### Provided records
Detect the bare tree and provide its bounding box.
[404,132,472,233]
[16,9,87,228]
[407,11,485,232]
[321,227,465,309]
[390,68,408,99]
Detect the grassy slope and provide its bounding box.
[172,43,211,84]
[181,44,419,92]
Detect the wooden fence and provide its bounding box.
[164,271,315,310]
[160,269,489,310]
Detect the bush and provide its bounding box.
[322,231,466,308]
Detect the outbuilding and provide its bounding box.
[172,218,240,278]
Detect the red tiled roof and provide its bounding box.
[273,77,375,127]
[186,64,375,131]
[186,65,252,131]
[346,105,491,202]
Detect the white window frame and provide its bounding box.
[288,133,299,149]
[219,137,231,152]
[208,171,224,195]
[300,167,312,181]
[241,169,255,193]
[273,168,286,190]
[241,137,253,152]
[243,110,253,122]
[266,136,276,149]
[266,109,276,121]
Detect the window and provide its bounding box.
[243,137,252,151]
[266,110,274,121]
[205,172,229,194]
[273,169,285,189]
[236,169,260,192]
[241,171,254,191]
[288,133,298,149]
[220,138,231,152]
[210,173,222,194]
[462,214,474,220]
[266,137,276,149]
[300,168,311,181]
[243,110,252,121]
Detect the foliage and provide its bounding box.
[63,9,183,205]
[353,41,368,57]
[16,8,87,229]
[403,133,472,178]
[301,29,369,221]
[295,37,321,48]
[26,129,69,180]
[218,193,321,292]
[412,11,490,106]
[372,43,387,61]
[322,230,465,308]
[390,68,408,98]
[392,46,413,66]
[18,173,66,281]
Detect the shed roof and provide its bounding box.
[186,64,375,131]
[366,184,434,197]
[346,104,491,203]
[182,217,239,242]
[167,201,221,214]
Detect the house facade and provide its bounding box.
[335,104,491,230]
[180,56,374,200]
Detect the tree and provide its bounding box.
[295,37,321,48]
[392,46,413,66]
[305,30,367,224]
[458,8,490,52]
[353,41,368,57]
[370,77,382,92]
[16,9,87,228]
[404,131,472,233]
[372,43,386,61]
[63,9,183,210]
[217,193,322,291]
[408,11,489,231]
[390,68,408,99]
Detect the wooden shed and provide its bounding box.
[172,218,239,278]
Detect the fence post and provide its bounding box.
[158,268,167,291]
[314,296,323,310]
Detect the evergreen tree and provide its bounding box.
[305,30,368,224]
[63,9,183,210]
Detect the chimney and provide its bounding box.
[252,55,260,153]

### To do
Copy out every line of the data above, with nothing changed, added or left out.

### Output for this exercise
Detect the bare tree and provide its bounding box.
[404,132,472,233]
[16,9,87,228]
[407,11,485,232]
[321,227,465,309]
[390,68,408,99]
Detect the grassy slope and provide its bounding box.
[172,43,211,84]
[181,44,419,92]
Detect the wooden fence and provide its bounding box.
[164,271,315,310]
[160,269,489,310]
Detect the bush and provide its bounding box.
[322,231,466,308]
Detect the outbuilding and provide its bounding box.
[172,218,240,278]
Detect the red tiled roof and provide its bounding box.
[273,77,375,127]
[186,64,375,131]
[186,65,252,131]
[346,105,491,202]
Detect the white window frame and provide its bounding box.
[288,133,299,149]
[219,137,231,152]
[208,171,224,195]
[300,167,312,181]
[241,169,255,193]
[273,168,286,190]
[241,137,253,152]
[243,110,253,122]
[266,136,276,149]
[266,109,276,121]
Detect the window and provide its bounding box.
[243,137,252,151]
[266,110,274,121]
[205,172,229,194]
[273,169,285,189]
[236,169,260,192]
[241,171,254,191]
[288,133,298,149]
[220,138,231,152]
[210,173,222,194]
[462,214,474,220]
[266,137,276,149]
[300,168,311,181]
[243,110,252,121]
Detect the foliage and provide its bounding box.
[63,9,183,205]
[353,41,368,57]
[16,8,87,229]
[403,133,472,178]
[301,29,369,221]
[295,37,321,48]
[26,129,69,180]
[218,193,321,292]
[412,11,490,106]
[372,43,387,61]
[322,230,465,308]
[390,68,408,98]
[392,46,413,66]
[18,173,66,281]
Detect the shed roof and provide its bounding box.
[186,64,375,131]
[366,184,434,197]
[346,104,491,203]
[182,217,239,242]
[167,201,221,214]
Detect the house facade and provide its bounding box.
[335,104,491,230]
[180,56,374,200]
Detect the tree and provide its bounding box.
[295,37,321,48]
[392,46,413,66]
[305,30,367,224]
[458,8,490,52]
[353,41,368,57]
[370,77,382,92]
[16,9,87,228]
[404,131,472,233]
[372,43,386,61]
[63,9,183,210]
[217,193,322,291]
[408,11,489,231]
[390,68,408,99]
Detect the wooden shed and provide its bounding box.
[172,218,239,278]
Detect the fence post and provide its bounding box.
[158,268,167,291]
[314,296,323,310]
Detect the evergreen tree and provide its bounding box.
[305,30,368,224]
[63,9,183,210]
Detect the chimney and provide its bounding box.
[252,55,260,153]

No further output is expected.